### [TASK STATEMENT]
Answer these questions about the text titled "An Old Man & Me":
(a) What does the text compare the spread of the news through friends and family to?
(b) How old is Gunter Kaufmann?
(c) On what pretext did the narrator meet him?

### [PROVIDED TEXT]
------------------------------------------------------------------------

An Old Man & Me

News of our pending life changing event filtered through the rounds of friends and family like water through a tightly packed coffee group.

There were complimentary pats on the back, surprised shrieks of joy, and plenty of “it’s about times”. And if I’m not mistaken, a few smiling faces etched with grins that seemed to carry with them the notion that implied, “this ought to fun to see.” In the end, Bec and I were left with a steaming cupful of emotion that vacillated between bitter and sweet, excitement and intrepidation.

Ninety two year old Gunter Kaufmann sensed this better than most. And because of this, his smile was the biggest of them all. It would just take me a while to figure out why.

I’d meet the man on the pretext of attempting to write his life story. But that story would prove immensely overwhelming. More tragic, more uplifting, more inspiring and more daunting than anything I ever could’ve imagined when I first agreed to meet with him.

------------------------------------------------------------------------

### [RECORD EXCERPTS]
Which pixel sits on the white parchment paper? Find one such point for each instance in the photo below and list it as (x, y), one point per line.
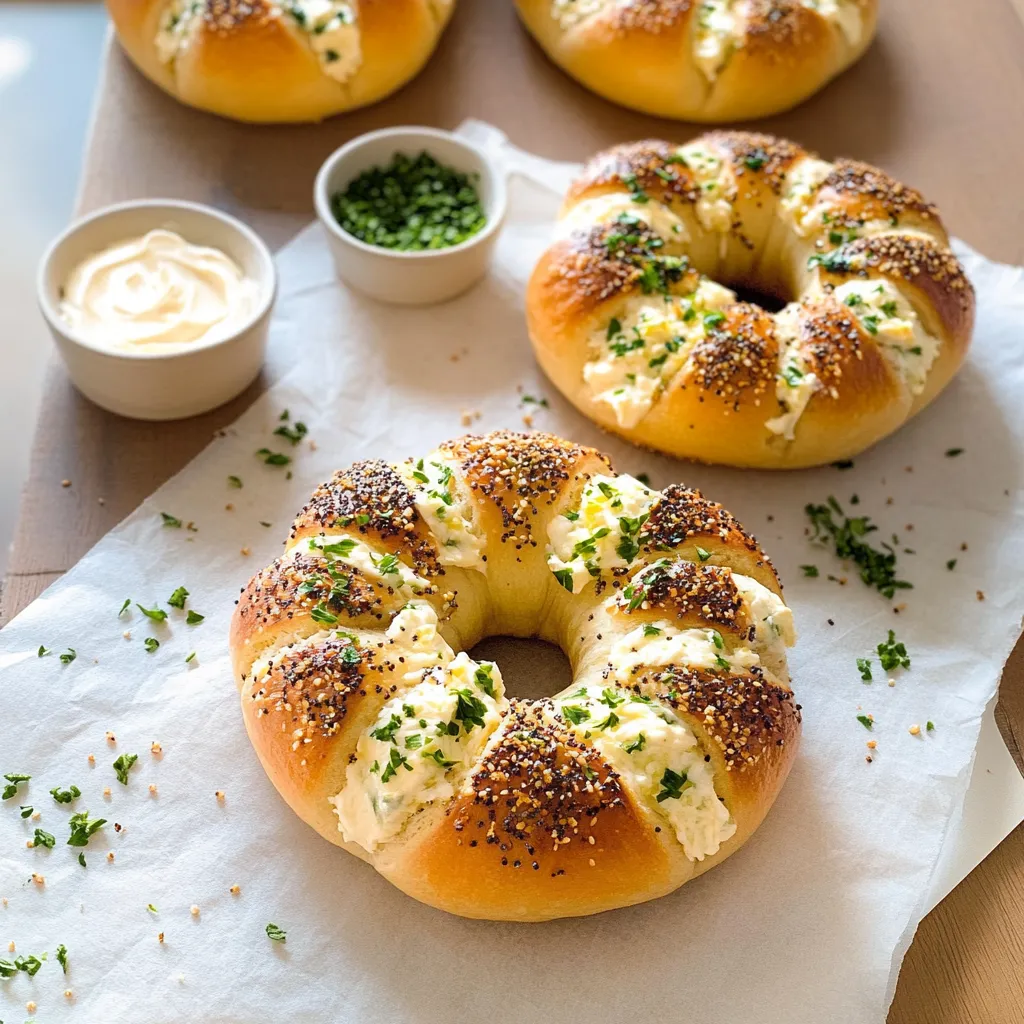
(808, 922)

------------------------------------------------------------------------

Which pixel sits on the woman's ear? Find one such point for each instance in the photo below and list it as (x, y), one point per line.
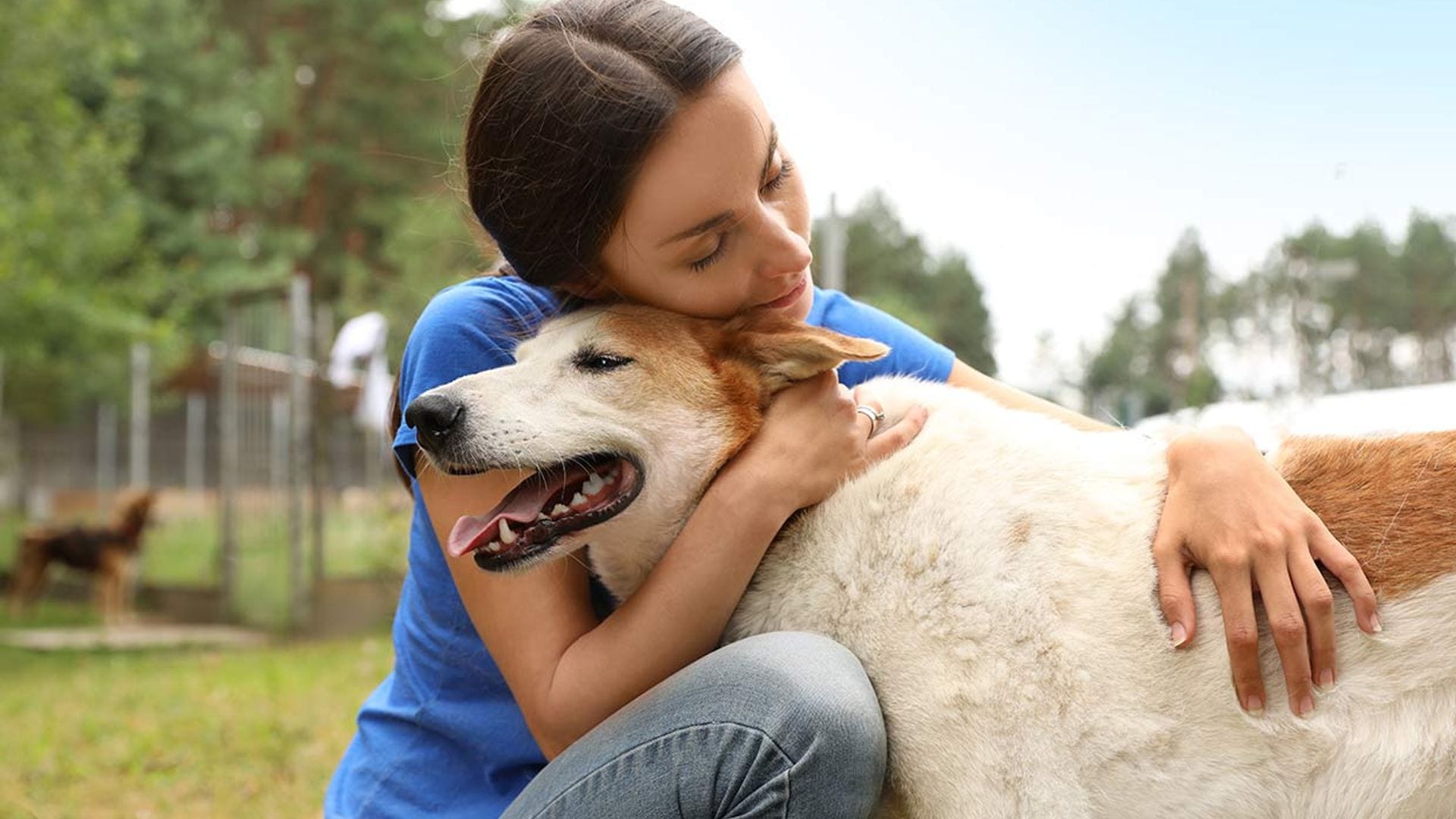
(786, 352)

------------------------------------------------------------------------

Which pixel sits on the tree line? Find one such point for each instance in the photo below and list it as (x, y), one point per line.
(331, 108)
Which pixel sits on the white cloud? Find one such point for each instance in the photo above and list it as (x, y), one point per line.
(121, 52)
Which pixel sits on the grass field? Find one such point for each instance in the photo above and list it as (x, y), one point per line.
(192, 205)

------------------------------------------------------------------------

### [THE COMPLETED TASK]
(a) Water filtering through a tightly packed coffee group.
(b) Ninety-two.
(c) Attempting to write his life story.